Keep to one stretch of the data below, the lines from the one with "Identify each instance of the cocktail" up to and including the one with "Identify each instance of the tree", and return that stretch exactly.

- Source data
------------------------------------

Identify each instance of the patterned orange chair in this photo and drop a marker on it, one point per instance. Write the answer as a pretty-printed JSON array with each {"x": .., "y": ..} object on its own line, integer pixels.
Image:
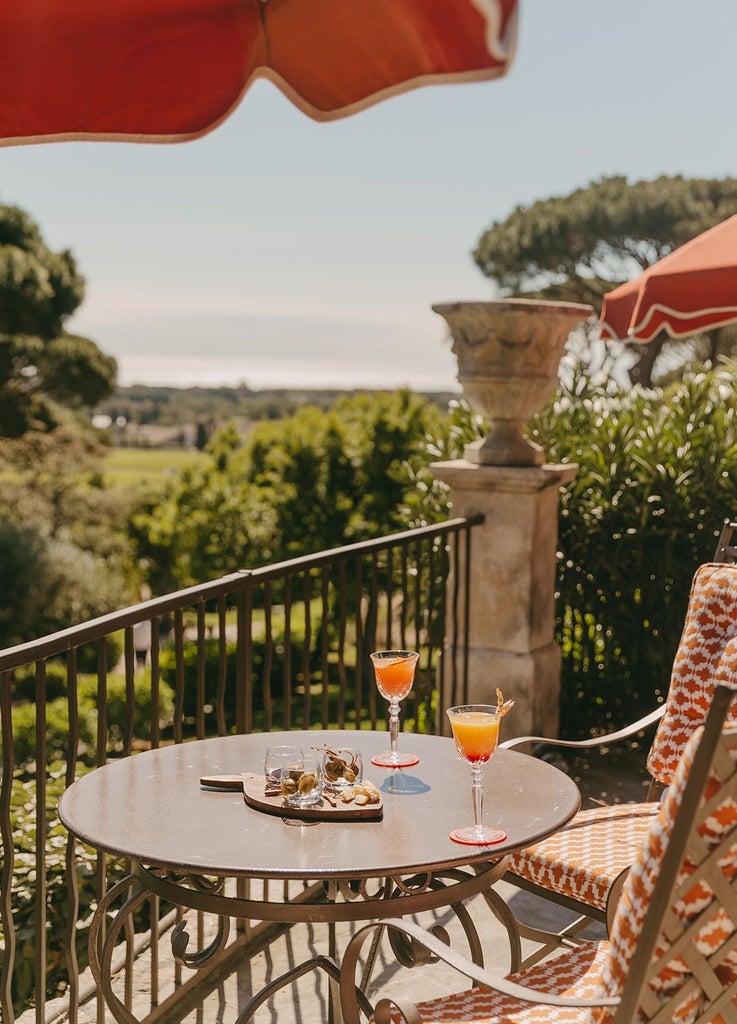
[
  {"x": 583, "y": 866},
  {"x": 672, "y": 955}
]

------------------------------------

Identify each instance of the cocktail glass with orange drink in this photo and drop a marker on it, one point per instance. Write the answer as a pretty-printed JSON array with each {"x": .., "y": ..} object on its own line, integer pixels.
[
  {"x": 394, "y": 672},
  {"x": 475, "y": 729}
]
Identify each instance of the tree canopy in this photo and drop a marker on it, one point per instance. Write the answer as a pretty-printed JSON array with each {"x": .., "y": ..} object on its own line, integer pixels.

------------------------------------

- Result
Identify each instance of the cocktail glass with orange drink in this photo and drop a marker on it, one point per instance. Write the answer as a pretty-printed JSON array with each {"x": .., "y": ..} object on its own line, integer pixels.
[
  {"x": 394, "y": 672},
  {"x": 475, "y": 729}
]
Identify each instance of the tree canopy in this photo and drop a marker on it, one point per instance. Write the answer as a pretty-printed JSON array with each {"x": .., "y": ..} object on its own line, integer pixels.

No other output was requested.